━━ Exercise inputs

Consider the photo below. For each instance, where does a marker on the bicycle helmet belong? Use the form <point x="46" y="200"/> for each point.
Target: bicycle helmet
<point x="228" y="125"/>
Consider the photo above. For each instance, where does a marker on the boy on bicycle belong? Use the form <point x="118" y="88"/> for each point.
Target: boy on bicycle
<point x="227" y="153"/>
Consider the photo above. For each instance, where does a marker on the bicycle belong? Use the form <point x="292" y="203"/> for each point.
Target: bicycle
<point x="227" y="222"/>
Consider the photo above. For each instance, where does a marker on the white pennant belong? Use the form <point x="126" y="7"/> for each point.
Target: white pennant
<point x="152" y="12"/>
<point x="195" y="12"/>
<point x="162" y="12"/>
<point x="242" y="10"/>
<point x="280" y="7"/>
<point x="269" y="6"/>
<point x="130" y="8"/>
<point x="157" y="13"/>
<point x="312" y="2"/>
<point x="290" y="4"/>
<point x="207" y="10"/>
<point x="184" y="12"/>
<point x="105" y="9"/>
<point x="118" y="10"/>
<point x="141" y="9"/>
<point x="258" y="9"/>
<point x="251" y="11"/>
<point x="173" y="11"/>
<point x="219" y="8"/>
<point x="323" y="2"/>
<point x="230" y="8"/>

━━━━

* **Your instructions**:
Render every line of the entries above as a Markdown table with the columns "Row" and "Entry line," numbering the rows and omitting blank lines.

* **Right answer**:
| Row | Entry line |
|---|---|
| 1 | Consider the photo below. For each instance, where does a marker on the bicycle helmet belong? Use the form <point x="46" y="200"/> for each point. |
| 2 | Target: bicycle helmet |
| 3 | <point x="228" y="125"/> |
| 4 | Consider the photo above. For each instance, where does a marker on the boy on bicycle belong? Use the form <point x="118" y="88"/> for each point. |
| 5 | Target: boy on bicycle |
| 6 | <point x="227" y="153"/> |
| 7 | Consider the photo above. For each instance, where does a marker on the bicycle belong? Use the form <point x="292" y="203"/> for each point. |
| 8 | Target: bicycle |
| 9 | <point x="227" y="222"/> |
| 10 | Consider the photo above. For each instance, where does a marker on the white pennant belong? Use the form <point x="126" y="7"/> for each point. |
| 11 | Target: white pennant |
| 12 | <point x="152" y="12"/> |
| 13 | <point x="195" y="12"/> |
| 14 | <point x="162" y="12"/> |
| 15 | <point x="242" y="10"/> |
| 16 | <point x="280" y="7"/> |
| 17 | <point x="269" y="6"/> |
| 18 | <point x="130" y="8"/> |
| 19 | <point x="157" y="13"/> |
| 20 | <point x="312" y="2"/> |
| 21 | <point x="290" y="4"/> |
| 22 | <point x="207" y="10"/> |
| 23 | <point x="184" y="12"/> |
| 24 | <point x="105" y="9"/> |
| 25 | <point x="118" y="10"/> |
| 26 | <point x="141" y="9"/> |
| 27 | <point x="258" y="9"/> |
| 28 | <point x="251" y="11"/> |
| 29 | <point x="173" y="11"/> |
| 30 | <point x="219" y="8"/> |
| 31 | <point x="323" y="2"/> |
| 32 | <point x="230" y="8"/> |